Un peu de tout cela, sans doute. S'y est ajouté, le vendredi 8 juillet 2022, un incident à la fois cocasse et déstabilisant : une panne générale du principal fournisseur d'internet, Rogers, qui a pataugé près de 24 heures avant rétablir le service. Pendant tout une journée, onze millions de clients canadiens de Rogers, dont beaucoup habitent la GTA (Greater Toronto Area), ont été privés de réseau, de paiements électroniques au café et dans les commerce, et parfois empêchés d'appeler les services d'urgence du 911.
Me trouvant au centre-ville ce jour-là, j'ai ainsi eu un avant-goût de ce à quoi pourrait ressembler une apocalypse technologique. Tout le décorum clinquant qui m'entourait prenait soudain une allure vaguement dérisoire. À quoi servent vos forêts d'acier, vos costards conquérants et vos smartphones dernier cri si vous vous égosillez dans le désert ?
Il faut dire que Rogers n'est pas n'importe qui. Le Rogers Center, stade incontournable sur le front de lac à Toronto, temple du baseball avec ses 50 000 places, appartient à cette compagnie, tout comme moult chaînes de TV, des dizaines de magazines, des équipes sportives et bien d'autres choses. La société, familiale, a pour particularité d'avoir largement alimenté la presse à scandale à cause des pugilats publics auxquels se sont livrés Loretta Rogers (veuve récemment décédée de Ted, dont la statue orne le stade) et son fils Edward. Un feuilleton à rebondissements mêlant argent, pouvoir et haine à côté duquel Dallas prend une saveur de guimauve. Jusqu'en juillet dernier, on présentait volontiers Rogers comme « la société que les Canadiens adorent détester », mais peu s'inquiétaient de son pouvoir croissant. La méga-panne du 8 juillet a fait rire jaune.

Consignes:
**1)** Répondez aux questions suivantes à partir du texte sur la panne de Rogers :
(a) À quelle date la panne générale de Rogers s'est-elle produite ?
(b) Combien de clients canadiens de Rogers ont été privés de réseau ?
(c) Combien de places compte le Rogers Center ?
**2)** Reprenez le texte sur la panne de Rogers à la suite de sa dernière phrase et poursuivez-en la rédaction.

Extraits de données:
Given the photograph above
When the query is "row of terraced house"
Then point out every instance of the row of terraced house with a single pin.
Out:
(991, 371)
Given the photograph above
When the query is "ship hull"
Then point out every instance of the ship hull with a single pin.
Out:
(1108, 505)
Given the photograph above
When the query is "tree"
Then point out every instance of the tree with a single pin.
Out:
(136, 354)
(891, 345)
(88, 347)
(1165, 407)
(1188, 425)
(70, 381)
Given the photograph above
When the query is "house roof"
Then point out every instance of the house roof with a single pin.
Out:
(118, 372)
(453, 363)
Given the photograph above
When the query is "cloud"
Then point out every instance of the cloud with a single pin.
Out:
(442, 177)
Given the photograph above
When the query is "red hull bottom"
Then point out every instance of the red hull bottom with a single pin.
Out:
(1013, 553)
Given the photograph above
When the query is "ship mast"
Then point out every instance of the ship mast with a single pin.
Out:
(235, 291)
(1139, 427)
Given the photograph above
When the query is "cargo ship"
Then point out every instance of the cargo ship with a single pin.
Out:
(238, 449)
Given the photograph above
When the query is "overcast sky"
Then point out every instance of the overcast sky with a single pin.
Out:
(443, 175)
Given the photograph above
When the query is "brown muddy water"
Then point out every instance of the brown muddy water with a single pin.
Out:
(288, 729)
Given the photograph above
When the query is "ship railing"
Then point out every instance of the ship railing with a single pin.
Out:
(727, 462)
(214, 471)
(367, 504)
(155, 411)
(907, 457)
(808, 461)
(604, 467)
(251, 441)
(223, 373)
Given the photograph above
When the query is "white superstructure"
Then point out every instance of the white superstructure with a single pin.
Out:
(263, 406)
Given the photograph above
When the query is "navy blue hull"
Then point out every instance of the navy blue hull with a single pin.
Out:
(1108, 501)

...

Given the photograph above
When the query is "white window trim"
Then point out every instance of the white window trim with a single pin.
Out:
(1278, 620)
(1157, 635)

Réponses:
**1)**
(a) La panne s'est produite le vendredi 8 juillet 2022.
(b) Onze millions de clients canadiens de Rogers ont été privés de réseau.
(c) Le Rogers Center compte 50 000 places.

**2)**
Elle entoure mes déambulations d'une atmosphère de science-fiction. Surtout qu'à part les camionnettes de livraison et les inévitables gardiens, il n'y a pas foule dans le Financial District, flottant tel un costume taillé un peu trop grand. À propos de gardien, en voici un qui vient vers moi. Âgé, Vietnamien, Coréen ou Chinois je ne sais pas, asiatique en tout cas comme la plupart de celles et ceux qui font fonctionner cette ville au bas de l'échelle sociale. L'air gêné, il me baragouine quelque chose où je crois déceler le mot « police ». Me doutant que son intervention vise le Leica bien en évidence autour de mon cou, je fais le benêt : « Police ? Quelle police ? Je ne vois pas de bâtiment officiel par ici, y a-t-il un problème ? » Le brave homme de plus en plus gêné, me désigne la sombre tour qui nous réduit les deux à l'état de fourmis, et m'explique que « it's policy of the owner not to allow photographs of the building ».
Nous y voici donc. Cela fait bientôt vingt ans que le droit à l'image a largement anesthésié la photographie de rue, j'avais lu quelque part que des propriétaires et architectes sourcilleux voulaient l'étendre aux immeubles, c'est la première fois que j'y suis confronté. Je n'ai pas envie de faire de la peine à ce gardien plus timide que menaçant, lui souris en faisant signe que j'ai compris et ajoute : « we both know what to think about that kind of policy... » J'ai eu la fugace impression qu'il me retournait mon sourire.
Toronto, 7-10 juillet 2022, Leica M10 Monochrom + Summilux 35mm. f1.4
© Jean-Claude Péclet 2022. Reproduction soumise à autorisation.